*** Opening RECORDS SHOWN ***

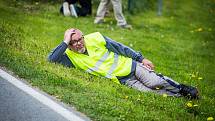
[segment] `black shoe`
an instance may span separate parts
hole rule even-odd
[[[199,92],[197,88],[192,86],[187,86],[184,84],[180,84],[180,91],[179,93],[189,99],[198,99],[199,98]]]

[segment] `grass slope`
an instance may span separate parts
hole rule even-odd
[[[94,25],[93,17],[63,17],[60,3],[0,0],[0,65],[93,120],[207,120],[215,117],[215,1],[174,2],[164,1],[160,17],[152,10],[126,16],[130,31],[117,28],[112,18]],[[143,93],[48,63],[47,54],[70,27],[99,31],[141,51],[158,72],[197,86],[201,100]]]

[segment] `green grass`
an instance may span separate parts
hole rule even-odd
[[[130,31],[117,28],[112,18],[107,18],[103,25],[94,25],[90,16],[64,17],[58,13],[60,3],[0,0],[0,65],[92,120],[215,118],[215,1],[174,2],[164,1],[160,17],[152,10],[126,14],[134,27]],[[189,108],[189,100],[184,98],[139,92],[47,62],[48,53],[63,40],[64,31],[70,27],[85,34],[99,31],[141,51],[154,62],[158,72],[197,86],[201,99],[192,103],[198,106]]]

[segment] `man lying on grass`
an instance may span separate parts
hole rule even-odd
[[[155,73],[152,62],[141,53],[99,32],[84,36],[78,29],[66,30],[63,42],[49,54],[48,59],[104,76],[140,91],[198,98],[195,87],[179,84]]]

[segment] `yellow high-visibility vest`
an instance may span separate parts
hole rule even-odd
[[[110,78],[117,83],[117,76],[130,74],[132,59],[108,51],[106,41],[99,32],[84,36],[84,42],[88,55],[66,49],[67,56],[76,68]]]

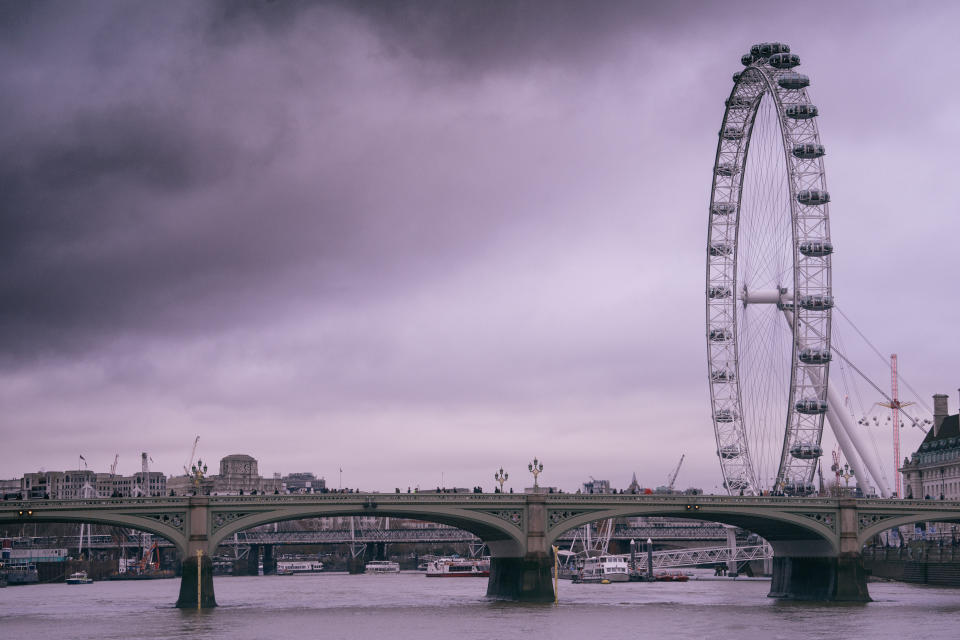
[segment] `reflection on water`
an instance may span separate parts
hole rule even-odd
[[[220,607],[173,608],[179,580],[0,590],[5,640],[84,638],[950,637],[960,591],[871,583],[869,604],[792,603],[768,582],[560,583],[560,604],[488,601],[486,580],[384,576],[218,577]],[[535,634],[532,636],[530,634]],[[946,634],[946,635],[943,635]]]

*** Closing RECORDS SHOWN ***

* WHAT THE TASK REQUIRES *
Reproduce each entry exactly, without the pictures.

* ANSWER BOX *
[segment] `black shoe`
an instance may span separate parts
hole rule even-odd
[[[199,92],[197,88],[192,86],[187,86],[184,84],[180,84],[180,91],[179,93],[189,99],[198,99],[199,98]]]

[segment] `grass slope`
an instance may span separate parts
hole rule even-odd
[[[94,25],[93,17],[63,17],[60,3],[0,0],[0,65],[93,120],[207,120],[215,117],[215,1],[174,2],[164,1],[160,17],[152,10],[126,16],[130,31],[117,28],[112,18]],[[143,93],[48,63],[47,54],[70,27],[99,31],[141,51],[158,72],[197,86],[201,100]]]

[segment] `green grass`
an instance may span separate parts
hole rule even-odd
[[[130,31],[117,28],[112,18],[107,18],[103,25],[94,25],[90,16],[64,17],[58,13],[60,3],[0,0],[0,65],[92,120],[215,118],[215,1],[174,2],[164,1],[160,17],[152,10],[126,14],[134,27]],[[189,108],[189,100],[184,98],[139,92],[47,62],[48,53],[63,40],[64,31],[70,27],[85,34],[99,31],[141,51],[154,62],[158,72],[197,86],[201,99],[192,103],[198,106]]]

[segment] `man lying on grass`
an instance may span separate parts
hole rule even-odd
[[[155,73],[152,62],[141,53],[99,32],[84,36],[78,29],[66,30],[63,42],[49,54],[48,59],[104,76],[140,91],[198,98],[195,87],[179,84]]]

[segment] `yellow high-visibility vest`
an instance may span separate parts
hole rule even-odd
[[[110,78],[117,83],[117,76],[130,74],[132,59],[108,51],[106,41],[99,32],[84,36],[84,42],[88,55],[66,49],[67,56],[76,68]]]

[segment] `reflection on water`
an instance may span separate parts
hole rule even-odd
[[[220,607],[173,608],[179,580],[0,590],[5,640],[84,638],[950,637],[960,591],[871,583],[869,604],[792,603],[768,582],[560,583],[560,604],[488,601],[486,580],[384,576],[218,577]],[[535,634],[532,636],[530,634]],[[946,634],[946,635],[943,635]]]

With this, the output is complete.